COSA SI CHIEDE =
1. Nel brano sulle parole del dialetto cinquefrondese c'è un proverbio alla voce canìgghja. Secondo la spiegazione data lì, perché le bestemmie tornano a chi le manda?
2. Modifica i record dalla riga con "Examine the provided image for any man on screen in" alla riga con "[249,132,276,168]": riscrivi solo queste righe, sostituendo "blue shirt" con "navy shirt" e lasciando tutto il resto invariato.

BRANO SCELTO =
_ _ _ _ _
Altre parole del dialetto cinquefrondese che sono sparite dall’uso quotidiano o stanno per farlo.

Canìgghja:  crusca. Proverbio dal dizionario calabrese-italiano del maestro Francesco Laruffa:  li jèstimi su’ di canìgghja, cu’ li manda si li pìgghjja. Le bestemmie  volano leggere come la crusca e tornano indietro a chi le manda. Da canìgghja deriva canìgghjola, cioè fòrfora.

Cannarozza: pasta corta, corrispondente ad esempio ai rigatoni di formato grande, rigati. Termine della pastificazione ante e  post-guerra; la forma è quella cilindrica, come l’esofago e la trachea, detti in dialetto cannarini . I cannarozza  cu lu rragù erano il piatto della domenica di gran parte delle famiglie di media condizione economica.

Cannistra: dal latino canistrum, cioè cestello. Da questo termine deriva il mestiere di  cannistraru,  l’artigiano che faceva cesti e canestri. Noi cinquefrondesi ce lo ricordiamo tutti Michelinu  ‘u cannistraru, sacrestano e anche impegnato a sbrigare pratiche e adempimenti vari per la gente del popolo. Lui cestelli e canestri non ne costruiva, ma suo padre si.

Carcàra: fornace, dove si producevano calce o mattoni. A Cinquefrondi, all’inizio dell’antica contrada Alterusi, negli anni ‘50-‘60 operava la carcàra di Luigi Condoluci, classe 1911, bella figura di lavoratore e padre di famiglia numerosa. Il termine deriva dal latino calcarìa.
_ _ _ _ _
DATI USATI =
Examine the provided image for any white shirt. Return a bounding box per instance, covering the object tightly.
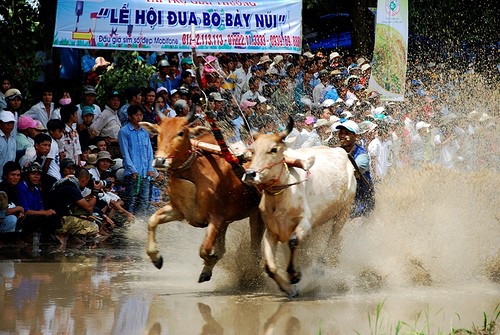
[76,104,101,124]
[90,106,122,138]
[24,101,57,128]
[368,137,390,180]
[47,139,62,180]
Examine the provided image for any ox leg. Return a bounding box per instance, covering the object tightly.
[198,222,228,283]
[249,210,266,263]
[263,230,297,298]
[146,204,184,269]
[286,234,302,284]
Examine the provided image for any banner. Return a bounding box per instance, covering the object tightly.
[369,0,408,101]
[53,0,302,53]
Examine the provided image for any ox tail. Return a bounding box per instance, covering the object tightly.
[205,113,245,179]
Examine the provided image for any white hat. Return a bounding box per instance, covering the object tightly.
[361,64,371,72]
[340,111,354,119]
[0,111,16,123]
[415,121,431,130]
[303,51,314,59]
[372,106,385,115]
[345,99,354,107]
[314,119,332,129]
[328,52,340,62]
[273,55,283,64]
[257,95,267,104]
[330,115,340,124]
[321,99,335,107]
[335,120,359,134]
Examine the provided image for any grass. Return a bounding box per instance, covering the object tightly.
[352,299,500,335]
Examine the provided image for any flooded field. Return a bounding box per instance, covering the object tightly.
[0,168,500,334]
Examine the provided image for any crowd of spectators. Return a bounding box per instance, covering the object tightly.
[0,47,499,246]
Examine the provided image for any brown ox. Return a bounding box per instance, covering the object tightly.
[243,119,356,296]
[141,112,264,283]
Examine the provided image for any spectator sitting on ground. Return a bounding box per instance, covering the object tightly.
[49,168,100,248]
[4,88,24,121]
[16,162,64,244]
[16,115,40,158]
[90,91,122,156]
[0,161,24,231]
[43,119,64,188]
[0,111,16,181]
[59,104,82,164]
[77,86,101,128]
[24,86,59,127]
[77,106,95,148]
[118,87,141,126]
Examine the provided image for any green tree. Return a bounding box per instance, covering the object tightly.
[96,51,155,105]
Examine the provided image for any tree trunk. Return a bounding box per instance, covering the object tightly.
[349,0,375,58]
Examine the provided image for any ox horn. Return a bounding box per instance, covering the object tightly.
[186,102,196,123]
[280,116,294,139]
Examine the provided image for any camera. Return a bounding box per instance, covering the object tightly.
[87,178,112,192]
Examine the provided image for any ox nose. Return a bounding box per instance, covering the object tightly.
[243,169,257,182]
[153,157,169,169]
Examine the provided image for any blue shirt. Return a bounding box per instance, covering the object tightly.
[149,73,173,93]
[16,180,44,211]
[118,102,130,126]
[118,123,154,178]
[0,129,17,178]
[351,144,375,217]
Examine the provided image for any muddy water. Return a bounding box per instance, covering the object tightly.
[0,168,500,334]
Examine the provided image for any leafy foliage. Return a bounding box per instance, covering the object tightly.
[96,51,155,105]
[0,0,43,101]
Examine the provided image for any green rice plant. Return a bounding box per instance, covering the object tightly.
[358,299,500,335]
[451,304,500,335]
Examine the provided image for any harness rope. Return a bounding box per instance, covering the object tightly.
[256,158,311,196]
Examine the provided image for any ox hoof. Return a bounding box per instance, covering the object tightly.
[289,272,302,284]
[153,256,163,269]
[198,272,212,283]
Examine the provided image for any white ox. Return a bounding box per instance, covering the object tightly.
[243,120,356,297]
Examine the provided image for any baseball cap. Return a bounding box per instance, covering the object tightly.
[5,88,23,100]
[82,106,95,116]
[328,52,340,62]
[96,151,115,166]
[35,120,47,132]
[83,86,95,94]
[181,57,193,65]
[0,111,16,123]
[23,162,42,173]
[415,121,431,130]
[250,64,264,73]
[210,92,224,101]
[108,91,120,99]
[59,158,76,171]
[158,59,170,67]
[335,120,359,134]
[240,100,257,111]
[17,115,38,130]
[305,115,316,124]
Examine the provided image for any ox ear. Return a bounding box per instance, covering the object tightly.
[189,126,212,138]
[139,122,159,136]
[279,116,294,140]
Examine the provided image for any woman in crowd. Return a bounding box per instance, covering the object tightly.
[16,162,64,243]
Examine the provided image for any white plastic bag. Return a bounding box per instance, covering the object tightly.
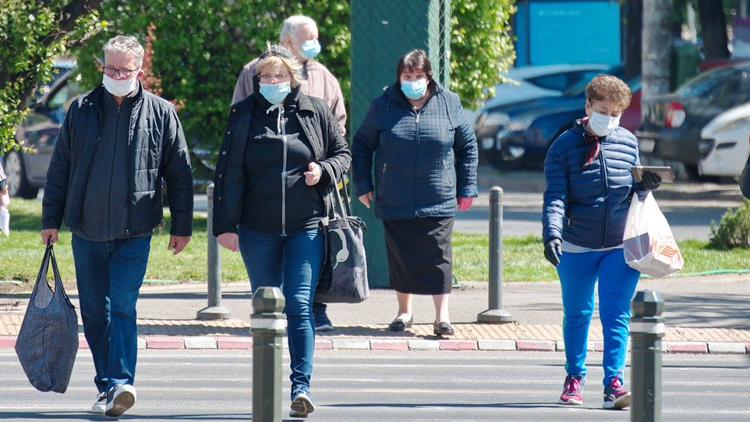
[622,192,684,278]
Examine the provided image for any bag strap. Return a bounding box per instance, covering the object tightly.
[31,239,57,296]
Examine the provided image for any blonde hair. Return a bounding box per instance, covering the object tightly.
[255,44,303,88]
[586,74,633,110]
[104,35,144,69]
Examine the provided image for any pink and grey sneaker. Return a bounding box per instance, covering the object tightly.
[559,375,585,405]
[602,375,631,409]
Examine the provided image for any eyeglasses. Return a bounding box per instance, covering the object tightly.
[259,73,292,83]
[104,66,139,79]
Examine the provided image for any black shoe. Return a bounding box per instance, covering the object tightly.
[313,312,333,331]
[432,321,456,337]
[388,315,414,333]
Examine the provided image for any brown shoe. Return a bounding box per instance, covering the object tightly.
[388,315,414,333]
[432,321,456,337]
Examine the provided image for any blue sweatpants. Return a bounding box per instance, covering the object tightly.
[557,248,641,386]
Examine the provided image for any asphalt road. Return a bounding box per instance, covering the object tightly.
[454,189,741,240]
[0,350,750,422]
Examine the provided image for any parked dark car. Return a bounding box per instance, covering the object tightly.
[475,66,640,168]
[4,66,81,199]
[636,62,750,179]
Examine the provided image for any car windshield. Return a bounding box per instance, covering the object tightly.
[675,67,748,97]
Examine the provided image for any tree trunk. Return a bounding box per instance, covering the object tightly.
[641,0,672,100]
[625,0,643,80]
[698,0,729,59]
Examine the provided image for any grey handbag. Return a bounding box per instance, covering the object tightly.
[16,245,78,393]
[315,183,370,303]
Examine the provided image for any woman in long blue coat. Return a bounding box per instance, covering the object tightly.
[352,50,477,336]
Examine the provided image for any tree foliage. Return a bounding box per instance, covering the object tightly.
[450,0,516,109]
[0,0,101,153]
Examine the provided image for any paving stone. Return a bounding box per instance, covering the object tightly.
[182,336,216,349]
[370,339,409,351]
[665,341,708,353]
[477,339,516,350]
[146,336,185,349]
[409,339,440,350]
[216,336,253,350]
[439,340,477,350]
[708,341,746,355]
[516,340,555,352]
[332,338,370,350]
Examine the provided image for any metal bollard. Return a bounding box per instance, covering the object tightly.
[630,290,665,422]
[250,287,286,422]
[196,183,232,319]
[477,186,513,322]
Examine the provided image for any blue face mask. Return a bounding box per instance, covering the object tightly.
[401,79,427,100]
[260,82,292,105]
[300,39,320,59]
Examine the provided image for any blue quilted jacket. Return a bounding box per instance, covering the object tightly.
[542,122,645,249]
[352,82,477,220]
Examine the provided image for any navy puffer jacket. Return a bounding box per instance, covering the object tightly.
[542,122,645,249]
[352,82,477,220]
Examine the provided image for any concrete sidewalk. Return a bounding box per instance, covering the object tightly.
[0,274,750,354]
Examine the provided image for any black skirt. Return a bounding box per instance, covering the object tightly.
[383,217,453,295]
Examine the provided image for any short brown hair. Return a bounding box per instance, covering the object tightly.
[396,49,432,87]
[586,74,633,110]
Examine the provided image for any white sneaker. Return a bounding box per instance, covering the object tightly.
[104,384,135,417]
[91,393,107,415]
[289,391,315,418]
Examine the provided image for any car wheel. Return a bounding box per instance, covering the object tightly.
[4,151,39,199]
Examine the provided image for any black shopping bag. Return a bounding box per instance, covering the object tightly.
[16,245,78,393]
[315,183,370,303]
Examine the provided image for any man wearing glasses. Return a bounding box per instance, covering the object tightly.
[41,36,193,417]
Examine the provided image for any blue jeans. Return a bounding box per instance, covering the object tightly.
[72,234,151,393]
[239,226,325,394]
[557,248,641,386]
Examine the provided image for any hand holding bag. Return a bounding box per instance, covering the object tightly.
[623,192,684,278]
[16,244,78,393]
[314,183,370,303]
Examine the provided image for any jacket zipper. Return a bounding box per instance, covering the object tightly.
[412,105,420,217]
[107,105,122,240]
[599,148,609,248]
[78,104,104,220]
[278,106,288,237]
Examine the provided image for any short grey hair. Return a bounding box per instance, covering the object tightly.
[255,44,304,88]
[279,15,318,44]
[104,35,144,69]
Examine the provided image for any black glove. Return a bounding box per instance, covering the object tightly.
[544,238,562,267]
[641,170,661,190]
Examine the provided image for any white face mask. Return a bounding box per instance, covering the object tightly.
[102,75,138,97]
[589,111,621,136]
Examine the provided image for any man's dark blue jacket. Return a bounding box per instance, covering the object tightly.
[42,84,193,236]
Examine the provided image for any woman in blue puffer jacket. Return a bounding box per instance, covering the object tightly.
[352,50,477,336]
[542,75,661,409]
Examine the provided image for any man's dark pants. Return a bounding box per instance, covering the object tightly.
[72,234,151,393]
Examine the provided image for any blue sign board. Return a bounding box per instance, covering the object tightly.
[515,0,622,66]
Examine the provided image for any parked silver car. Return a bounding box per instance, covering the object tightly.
[4,66,82,199]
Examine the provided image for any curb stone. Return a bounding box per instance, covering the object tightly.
[0,336,750,355]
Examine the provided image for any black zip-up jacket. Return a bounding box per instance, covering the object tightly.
[42,84,193,236]
[213,84,351,236]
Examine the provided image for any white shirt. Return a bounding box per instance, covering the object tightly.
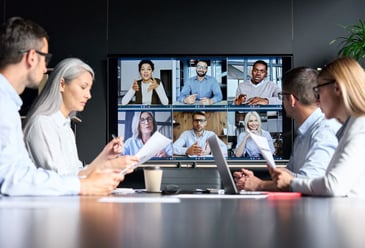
[24,111,82,176]
[290,116,365,197]
[0,74,80,195]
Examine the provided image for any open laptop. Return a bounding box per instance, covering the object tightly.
[207,135,265,194]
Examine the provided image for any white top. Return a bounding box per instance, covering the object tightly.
[122,81,169,105]
[290,116,365,197]
[24,111,82,175]
[0,74,80,196]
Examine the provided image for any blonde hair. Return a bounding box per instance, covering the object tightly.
[245,111,262,135]
[319,57,365,117]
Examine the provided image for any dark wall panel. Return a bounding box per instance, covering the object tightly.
[108,0,292,54]
[293,0,365,67]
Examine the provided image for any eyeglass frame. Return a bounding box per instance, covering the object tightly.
[139,116,153,124]
[193,119,207,123]
[20,48,53,65]
[312,79,336,99]
[278,92,298,101]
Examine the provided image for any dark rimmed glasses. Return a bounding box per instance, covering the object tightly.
[278,92,298,101]
[20,49,52,65]
[139,117,153,123]
[313,80,336,99]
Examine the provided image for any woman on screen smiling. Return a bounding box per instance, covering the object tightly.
[122,112,172,157]
[236,111,275,157]
[122,60,169,105]
[24,58,138,176]
[270,57,365,197]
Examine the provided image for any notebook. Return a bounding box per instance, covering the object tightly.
[207,135,265,194]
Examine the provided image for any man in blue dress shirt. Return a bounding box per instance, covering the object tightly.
[178,60,223,105]
[0,17,138,196]
[234,67,341,191]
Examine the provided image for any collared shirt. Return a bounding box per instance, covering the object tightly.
[236,130,275,157]
[0,74,80,196]
[24,111,82,176]
[290,116,365,198]
[178,75,223,103]
[173,129,227,156]
[287,108,341,177]
[236,79,282,105]
[122,136,172,157]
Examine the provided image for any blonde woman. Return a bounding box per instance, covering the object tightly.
[235,111,275,157]
[271,57,365,197]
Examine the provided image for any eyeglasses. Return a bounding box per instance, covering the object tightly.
[20,49,52,65]
[35,50,52,65]
[139,117,153,123]
[313,80,336,99]
[196,65,208,70]
[193,119,207,123]
[278,92,298,101]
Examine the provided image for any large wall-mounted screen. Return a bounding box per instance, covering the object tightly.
[107,55,293,164]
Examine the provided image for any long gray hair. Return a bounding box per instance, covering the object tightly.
[24,58,95,134]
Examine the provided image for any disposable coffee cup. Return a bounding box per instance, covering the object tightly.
[143,166,162,193]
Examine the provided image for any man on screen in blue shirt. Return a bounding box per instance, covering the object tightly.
[178,60,223,105]
[234,67,341,191]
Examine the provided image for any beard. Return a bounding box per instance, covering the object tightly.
[196,71,207,77]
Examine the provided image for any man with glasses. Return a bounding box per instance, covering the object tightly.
[234,67,341,191]
[233,60,281,105]
[178,60,223,105]
[173,112,227,156]
[122,111,172,158]
[0,17,138,196]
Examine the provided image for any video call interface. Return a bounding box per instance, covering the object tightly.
[109,56,292,165]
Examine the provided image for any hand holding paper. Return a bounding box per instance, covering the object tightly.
[120,131,172,175]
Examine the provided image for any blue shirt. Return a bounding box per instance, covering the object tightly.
[236,130,275,157]
[178,75,223,103]
[173,129,227,156]
[287,108,341,177]
[0,74,80,196]
[122,136,172,157]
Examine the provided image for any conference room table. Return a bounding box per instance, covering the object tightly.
[0,192,365,248]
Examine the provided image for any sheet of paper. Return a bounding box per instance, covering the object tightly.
[174,194,267,199]
[98,196,180,203]
[120,131,172,175]
[249,132,276,168]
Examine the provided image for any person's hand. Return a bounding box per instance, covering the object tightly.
[268,166,294,191]
[98,137,123,159]
[234,94,247,105]
[203,140,212,155]
[147,78,159,91]
[132,79,139,91]
[184,94,198,104]
[247,96,269,105]
[80,169,124,195]
[186,142,203,156]
[155,149,167,158]
[200,97,213,105]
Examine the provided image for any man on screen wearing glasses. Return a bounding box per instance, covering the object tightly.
[173,111,227,157]
[178,60,223,105]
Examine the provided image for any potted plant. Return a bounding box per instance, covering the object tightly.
[330,19,365,66]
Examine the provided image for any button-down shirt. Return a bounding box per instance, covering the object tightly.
[0,74,80,195]
[24,111,82,176]
[287,108,341,177]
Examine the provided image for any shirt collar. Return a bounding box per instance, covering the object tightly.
[297,108,324,135]
[0,73,23,110]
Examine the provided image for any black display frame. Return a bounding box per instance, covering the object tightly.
[106,54,294,166]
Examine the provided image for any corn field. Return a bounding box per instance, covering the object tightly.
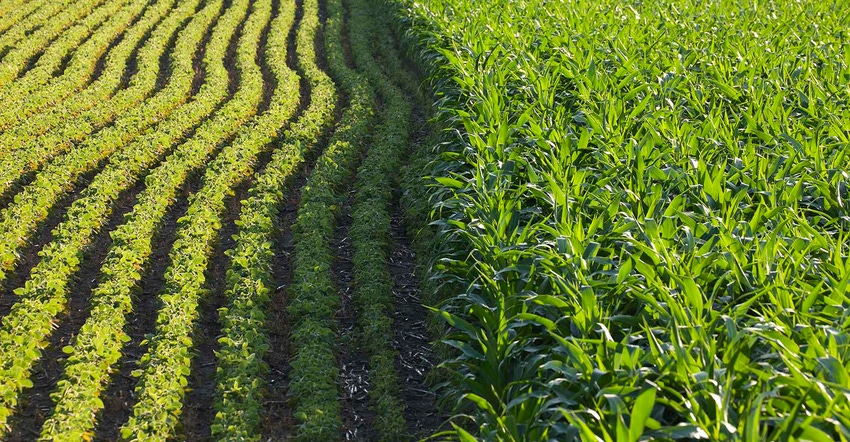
_ _ _ _ _
LE RISPOSTE =
1. Perché le bestemmie volano leggere come la crusca e quindi tornano indietro a chi le manda.

2.
Examine the provided image for any man on screen in navy shirt. Return a bounding box per instance, covering the object tightly.
[178,60,223,105]
[234,67,341,191]
Examine the provided image for any beard. Return a bounding box per instance, covering the object tightly.
[196,71,207,77]
Examine the provided image for any man with glasses. Return a bounding box per instance, covering the object tightly.
[234,67,341,191]
[233,60,281,105]
[178,60,223,105]
[173,112,227,156]
[122,111,172,158]
[0,17,138,196]
Examine the provided image for any video call interface. Return a bounding box per instance, covering the object tightly.
[109,56,292,165]
Examine the provided image for any hand holding paper. Return a bounding box per instance, covering the object tightly.
[120,131,172,175]
Examine the provided image for any navy shirt. Return a bounding box per instance, covering the object tightly.
[236,130,275,157]
[178,75,223,103]
[173,129,227,156]
[287,108,341,177]
[0,74,80,196]
[122,136,172,157]
Examine the provided image for any conference room table. Return a bounding box per instance, covering the object tightly.
[0,192,365,248]
Examine the provided image for any sheet of paper. Return a bounding box per instance, covering the object tightly.
[174,194,267,199]
[98,196,180,203]
[120,131,172,175]
[249,132,276,168]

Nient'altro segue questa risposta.